▶ Objective
Copy the following records word for word, leaving out the pictures.

○ ○ ○ ○ ○

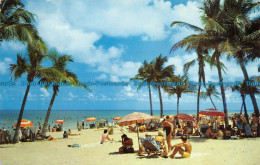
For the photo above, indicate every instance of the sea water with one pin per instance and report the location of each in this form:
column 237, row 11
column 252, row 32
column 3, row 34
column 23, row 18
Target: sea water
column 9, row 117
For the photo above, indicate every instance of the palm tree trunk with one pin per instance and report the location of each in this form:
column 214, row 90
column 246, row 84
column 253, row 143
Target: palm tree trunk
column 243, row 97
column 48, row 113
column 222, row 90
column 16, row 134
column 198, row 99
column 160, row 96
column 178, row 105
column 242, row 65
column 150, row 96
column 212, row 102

○ ○ ○ ○ ○

▶ Solved exercise
For the photo above, indicate every instance of the sea water with one pin per instance and report the location of each in this form:
column 237, row 11
column 252, row 32
column 3, row 34
column 23, row 18
Target: sea water
column 9, row 117
For the photo above, indicate every instance of the palm tree trunk with one pin per instance and report the location of each in this form:
column 214, row 90
column 246, row 84
column 253, row 143
Target: palm tree trunk
column 243, row 97
column 48, row 113
column 222, row 90
column 16, row 134
column 198, row 99
column 160, row 96
column 178, row 105
column 242, row 65
column 150, row 96
column 212, row 102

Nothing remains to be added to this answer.